• [YOUR INSTRUCTIONS]: Write out each line of the data below as one string in a JSON list, skipping any blank lines.

• [EXERCISE INPUTS]:
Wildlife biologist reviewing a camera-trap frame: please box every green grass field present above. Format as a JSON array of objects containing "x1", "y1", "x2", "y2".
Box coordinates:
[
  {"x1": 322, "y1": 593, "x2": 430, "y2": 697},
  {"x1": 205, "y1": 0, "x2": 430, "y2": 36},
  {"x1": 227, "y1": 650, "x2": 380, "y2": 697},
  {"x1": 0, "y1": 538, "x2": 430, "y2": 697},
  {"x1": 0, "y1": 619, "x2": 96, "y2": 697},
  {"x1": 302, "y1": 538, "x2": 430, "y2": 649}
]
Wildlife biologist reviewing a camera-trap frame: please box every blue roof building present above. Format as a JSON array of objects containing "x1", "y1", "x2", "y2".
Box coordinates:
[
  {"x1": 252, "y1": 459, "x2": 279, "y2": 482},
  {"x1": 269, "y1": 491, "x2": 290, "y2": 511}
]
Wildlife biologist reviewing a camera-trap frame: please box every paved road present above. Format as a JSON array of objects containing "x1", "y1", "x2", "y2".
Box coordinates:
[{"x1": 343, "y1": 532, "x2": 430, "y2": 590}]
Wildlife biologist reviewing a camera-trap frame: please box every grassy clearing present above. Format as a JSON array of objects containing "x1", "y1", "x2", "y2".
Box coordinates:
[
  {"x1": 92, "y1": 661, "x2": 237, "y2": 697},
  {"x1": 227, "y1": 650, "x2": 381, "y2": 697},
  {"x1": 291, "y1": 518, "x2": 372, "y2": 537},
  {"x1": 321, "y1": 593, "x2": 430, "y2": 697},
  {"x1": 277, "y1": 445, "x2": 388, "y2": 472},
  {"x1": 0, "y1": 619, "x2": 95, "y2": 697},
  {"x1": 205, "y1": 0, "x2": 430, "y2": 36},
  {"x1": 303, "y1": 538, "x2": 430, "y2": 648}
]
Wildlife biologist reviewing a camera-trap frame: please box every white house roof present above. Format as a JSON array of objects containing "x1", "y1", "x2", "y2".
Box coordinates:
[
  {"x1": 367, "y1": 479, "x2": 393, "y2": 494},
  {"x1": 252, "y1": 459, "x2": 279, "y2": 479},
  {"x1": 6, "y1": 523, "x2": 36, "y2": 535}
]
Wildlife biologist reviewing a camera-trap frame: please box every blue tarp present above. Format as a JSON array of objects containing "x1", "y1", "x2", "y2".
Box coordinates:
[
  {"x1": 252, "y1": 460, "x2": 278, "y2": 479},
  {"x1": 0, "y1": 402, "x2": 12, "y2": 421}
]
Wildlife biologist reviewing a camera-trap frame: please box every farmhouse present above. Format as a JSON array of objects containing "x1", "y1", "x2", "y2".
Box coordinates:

• [SOLUTION TO THE PROBLEM]:
[
  "Wildlife biologist reviewing a camera-trap frame: please box every green grass field present above. Format as a JSON array of objects containing \"x1\", \"y1\", \"x2\", \"y2\".",
  "Box coordinates:",
  "[",
  "  {\"x1\": 322, \"y1\": 593, \"x2\": 430, \"y2\": 697},",
  "  {\"x1\": 205, \"y1\": 0, \"x2\": 430, \"y2\": 36},",
  "  {\"x1\": 227, \"y1\": 650, \"x2\": 380, \"y2\": 697},",
  "  {\"x1\": 0, \"y1\": 538, \"x2\": 430, \"y2\": 697},",
  "  {\"x1\": 0, \"y1\": 619, \"x2\": 96, \"y2\": 697},",
  "  {\"x1\": 302, \"y1\": 538, \"x2\": 430, \"y2\": 649}",
  "]",
  "Wildlife biologist reviewing a camera-trap frame: please box every blue roof building present above. Format as a JSON array of objects containing \"x1\", \"y1\", \"x2\", \"y2\".",
  "Box coordinates:",
  "[",
  "  {\"x1\": 252, \"y1\": 459, \"x2\": 279, \"y2\": 482},",
  "  {\"x1\": 269, \"y1\": 491, \"x2\": 290, \"y2\": 511}",
  "]",
  "Wildlife biologist reviewing a camera-trap frame: please box every paved road present above. Format as a JSON array of objects containing \"x1\", \"y1\", \"x2\", \"y2\".",
  "Box coordinates:",
  "[{\"x1\": 343, \"y1\": 532, \"x2\": 430, \"y2\": 590}]",
  "Wildlife biologist reviewing a camera-trap frame: please box every grassy clearing present above. Format as a JSON array of objects containing \"x1\", \"y1\", \"x2\", \"y2\".",
  "Box coordinates:",
  "[",
  "  {\"x1\": 92, \"y1\": 661, \"x2\": 237, \"y2\": 697},",
  "  {\"x1\": 227, \"y1\": 650, \"x2\": 381, \"y2\": 697},",
  "  {\"x1\": 291, \"y1\": 518, \"x2\": 372, \"y2\": 537},",
  "  {\"x1\": 321, \"y1\": 593, \"x2\": 430, \"y2\": 697},",
  "  {\"x1\": 277, \"y1\": 445, \"x2\": 388, \"y2\": 472},",
  "  {\"x1\": 0, \"y1\": 619, \"x2\": 95, \"y2\": 697},",
  "  {\"x1\": 205, \"y1\": 0, \"x2\": 430, \"y2\": 36},",
  "  {\"x1\": 303, \"y1\": 538, \"x2\": 430, \"y2\": 648}",
  "]",
  "Wildlife biologist reviewing a camera-trap frame: please box every white house roof present above. Format as a JSON array of objects containing \"x1\", \"y1\", \"x2\", \"y2\".",
  "Box coordinates:",
  "[",
  "  {\"x1\": 367, \"y1\": 479, \"x2\": 393, \"y2\": 494},",
  "  {\"x1\": 252, \"y1\": 459, \"x2\": 279, \"y2\": 479},",
  "  {\"x1\": 6, \"y1\": 523, \"x2\": 36, \"y2\": 535}",
  "]",
  "Wildlife biologist reviewing a camera-trap frame: please box every blue tarp present above. Format as a JSON array of objects containing \"x1\", \"y1\", \"x2\", \"y2\".",
  "Box coordinates:",
  "[",
  "  {\"x1\": 252, \"y1\": 460, \"x2\": 278, \"y2\": 479},",
  "  {\"x1\": 0, \"y1\": 402, \"x2\": 12, \"y2\": 421}",
  "]",
  "Wildlife biologist reviewing a camera-trap frame: please box every farmhouse present above. Format as a JSON array of objects containing \"x1\", \"y1\", \"x2\", \"y2\".",
  "Box coordinates:"
]